Copy every one of the items below word for word, with no changes.

» DATA PROVIDED
========

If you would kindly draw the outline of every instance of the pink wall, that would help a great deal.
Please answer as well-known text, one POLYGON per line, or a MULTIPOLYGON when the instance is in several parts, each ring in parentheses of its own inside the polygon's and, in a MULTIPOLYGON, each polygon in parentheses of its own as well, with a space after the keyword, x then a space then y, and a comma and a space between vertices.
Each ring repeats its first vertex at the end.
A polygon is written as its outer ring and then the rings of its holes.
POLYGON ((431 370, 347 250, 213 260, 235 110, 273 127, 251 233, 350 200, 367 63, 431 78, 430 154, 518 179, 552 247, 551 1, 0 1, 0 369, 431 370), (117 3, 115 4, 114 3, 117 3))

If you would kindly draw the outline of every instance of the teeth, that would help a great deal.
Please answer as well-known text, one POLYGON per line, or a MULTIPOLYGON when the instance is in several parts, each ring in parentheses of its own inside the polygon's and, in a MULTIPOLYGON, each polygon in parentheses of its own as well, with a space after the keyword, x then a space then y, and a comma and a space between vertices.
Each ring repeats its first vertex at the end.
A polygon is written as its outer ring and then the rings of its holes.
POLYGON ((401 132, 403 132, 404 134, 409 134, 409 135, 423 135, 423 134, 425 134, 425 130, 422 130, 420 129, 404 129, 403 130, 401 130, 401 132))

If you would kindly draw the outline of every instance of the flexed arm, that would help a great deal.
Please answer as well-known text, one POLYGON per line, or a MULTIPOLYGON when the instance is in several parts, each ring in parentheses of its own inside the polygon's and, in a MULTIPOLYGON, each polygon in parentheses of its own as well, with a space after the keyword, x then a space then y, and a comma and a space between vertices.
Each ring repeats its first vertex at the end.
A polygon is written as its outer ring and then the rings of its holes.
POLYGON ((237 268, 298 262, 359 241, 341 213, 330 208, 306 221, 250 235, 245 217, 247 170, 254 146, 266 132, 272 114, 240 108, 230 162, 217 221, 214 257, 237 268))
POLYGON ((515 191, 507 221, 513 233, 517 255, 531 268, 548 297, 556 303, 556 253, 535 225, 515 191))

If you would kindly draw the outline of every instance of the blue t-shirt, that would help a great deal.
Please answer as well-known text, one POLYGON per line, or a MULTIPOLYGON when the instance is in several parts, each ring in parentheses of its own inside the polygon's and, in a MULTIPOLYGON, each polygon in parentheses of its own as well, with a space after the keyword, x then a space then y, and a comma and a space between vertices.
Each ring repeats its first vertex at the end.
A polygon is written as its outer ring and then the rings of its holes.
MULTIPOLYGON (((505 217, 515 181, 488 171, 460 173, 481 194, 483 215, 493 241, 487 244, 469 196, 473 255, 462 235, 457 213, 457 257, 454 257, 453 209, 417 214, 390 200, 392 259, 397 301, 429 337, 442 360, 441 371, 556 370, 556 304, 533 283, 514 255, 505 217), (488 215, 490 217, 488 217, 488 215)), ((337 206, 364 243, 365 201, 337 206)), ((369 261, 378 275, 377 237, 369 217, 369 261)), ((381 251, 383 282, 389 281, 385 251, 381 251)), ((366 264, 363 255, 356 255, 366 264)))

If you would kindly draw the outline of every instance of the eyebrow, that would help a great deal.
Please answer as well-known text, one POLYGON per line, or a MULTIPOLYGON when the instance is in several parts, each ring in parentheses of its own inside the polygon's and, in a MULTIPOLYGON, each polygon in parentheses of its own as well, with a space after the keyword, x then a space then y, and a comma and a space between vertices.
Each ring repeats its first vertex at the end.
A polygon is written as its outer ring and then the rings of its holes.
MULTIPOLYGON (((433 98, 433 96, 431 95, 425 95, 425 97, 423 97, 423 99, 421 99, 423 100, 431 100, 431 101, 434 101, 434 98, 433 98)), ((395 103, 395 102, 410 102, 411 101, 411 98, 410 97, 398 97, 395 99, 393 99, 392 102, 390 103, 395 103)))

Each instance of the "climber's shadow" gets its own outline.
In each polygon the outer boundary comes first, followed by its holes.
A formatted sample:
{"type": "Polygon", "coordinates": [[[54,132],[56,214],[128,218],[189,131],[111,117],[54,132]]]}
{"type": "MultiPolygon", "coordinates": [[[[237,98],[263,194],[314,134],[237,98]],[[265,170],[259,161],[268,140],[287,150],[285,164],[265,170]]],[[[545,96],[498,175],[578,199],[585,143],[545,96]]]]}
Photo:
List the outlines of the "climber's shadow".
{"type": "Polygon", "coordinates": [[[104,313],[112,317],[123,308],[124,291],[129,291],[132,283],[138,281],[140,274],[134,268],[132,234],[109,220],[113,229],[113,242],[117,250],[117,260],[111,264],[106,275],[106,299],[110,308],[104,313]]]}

========

» WRITTEN REPLY
If you would kindly draw the outline of every instance of the pink wall, that would help a great deal.
Please answer as well-known text, one POLYGON per line, or a MULTIPOLYGON when the instance is in several parts, each ring in parentheses of its own inside the polygon's and, in a MULTIPOLYGON, each polygon in parentheses of its own as well, with a space after the keyword, x then a space then y, and a comma and a space between vertices.
Each ring repeats its first vertex at the end.
A polygon is written as its outer ring and then the rings of its holes.
POLYGON ((431 370, 347 250, 213 260, 235 110, 273 127, 251 233, 350 200, 367 63, 431 78, 430 154, 518 179, 552 247, 551 1, 0 1, 0 369, 431 370), (117 3, 115 4, 114 3, 117 3))

If you would kindly draw the outline of every instance of the teeth, that would help a great deal.
Please answer as well-known text, one POLYGON per line, or a MULTIPOLYGON when the instance is in several parts, each ring in parentheses of its own inside the polygon's and, in a MULTIPOLYGON, each polygon in parentheses of its own as well, with a space after the keyword, x then a space then y, and a comma and a space between vertices.
Each ring repeats its first vertex at the end.
A polygon is written as its outer ring and then the rings of its holes.
POLYGON ((401 132, 403 132, 404 134, 409 134, 409 135, 423 135, 423 134, 425 134, 425 130, 422 130, 420 129, 404 129, 403 130, 401 130, 401 132))

If you would kindly draw the outline of every instance of the flexed arm, that would help a great deal.
Please answer as well-known text, one POLYGON per line, or a MULTIPOLYGON when the instance is in several parts, each ring in parentheses of its own inside the polygon's and, in a MULTIPOLYGON, each polygon in parentheses of its own as well, with a space after the keyword, x then a space then y, and a comma and a space between vertices.
Each ring repeats its first vertex at the end.
A polygon is written as its outer ring and then the rings of its holes.
POLYGON ((237 268, 298 262, 359 241, 341 213, 330 208, 306 221, 250 235, 245 217, 247 170, 254 146, 266 132, 272 114, 240 108, 230 162, 217 221, 214 257, 237 268))
POLYGON ((515 191, 507 221, 513 233, 517 255, 531 268, 548 297, 556 303, 556 253, 535 225, 515 191))

If you would kindly draw the outline of every instance of the blue t-shirt, that would help a great deal.
Please answer as well-known text, one POLYGON per line, or a MULTIPOLYGON when the instance is in several parts, each ring in parentheses of its own inside the polygon's and, in a MULTIPOLYGON, each polygon in parentheses of its own as well, with a space after the keyword, x then a space then y, and a comma and a space between vertices.
Each ring repeats its first vertex at the end.
A polygon is written as its outer ring and then the rings of its holes.
MULTIPOLYGON (((505 217, 515 181, 488 171, 460 173, 481 194, 483 215, 493 241, 487 244, 469 196, 473 255, 462 235, 457 213, 457 257, 454 257, 453 209, 417 214, 390 200, 392 259, 397 301, 429 337, 442 360, 441 371, 556 370, 556 304, 533 283, 514 255, 505 217), (488 215, 490 217, 488 217, 488 215)), ((337 206, 364 243, 365 201, 337 206)), ((369 261, 378 275, 377 237, 369 217, 369 261)), ((381 251, 383 282, 389 281, 385 251, 381 251)), ((366 264, 363 255, 356 255, 366 264)))

If you would kindly draw the outline of every instance of the eyebrow, that would help a great deal.
Please answer as well-known text, one POLYGON per line, or a MULTIPOLYGON when the instance is in several parts, each ring in parentheses of its own inside the polygon's and, in a MULTIPOLYGON, each polygon in parentheses of its own as well, with a space after the keyword, x then a space then y, and a comma and a space between vertices.
Each ring repeats its first vertex at the end.
A polygon is written as its outer ring and then the rings of its holes.
MULTIPOLYGON (((433 98, 433 96, 431 95, 425 95, 425 97, 423 97, 423 99, 421 99, 423 100, 431 100, 431 101, 434 101, 434 98, 433 98)), ((395 103, 395 102, 410 102, 411 101, 411 98, 410 97, 398 97, 395 99, 393 99, 392 102, 390 103, 395 103)))

Each instance of the "climber's shadow" gets its own outline.
In each polygon the outer boundary comes first, followed by its holes.
A formatted sample:
{"type": "Polygon", "coordinates": [[[54,132],[56,214],[128,218],[189,131],[111,117],[54,132]]]}
{"type": "MultiPolygon", "coordinates": [[[[237,98],[263,194],[314,134],[237,98]],[[265,170],[259,161],[268,140],[287,150],[285,164],[265,170]]],[[[545,96],[498,175],[578,199],[585,143],[545,96]]]]}
Photo:
List the outlines of the "climber's shadow".
{"type": "Polygon", "coordinates": [[[104,313],[112,317],[123,308],[124,291],[129,291],[132,283],[138,281],[140,274],[134,268],[132,234],[109,220],[113,229],[113,242],[117,250],[117,260],[111,264],[106,275],[106,299],[110,308],[104,313]]]}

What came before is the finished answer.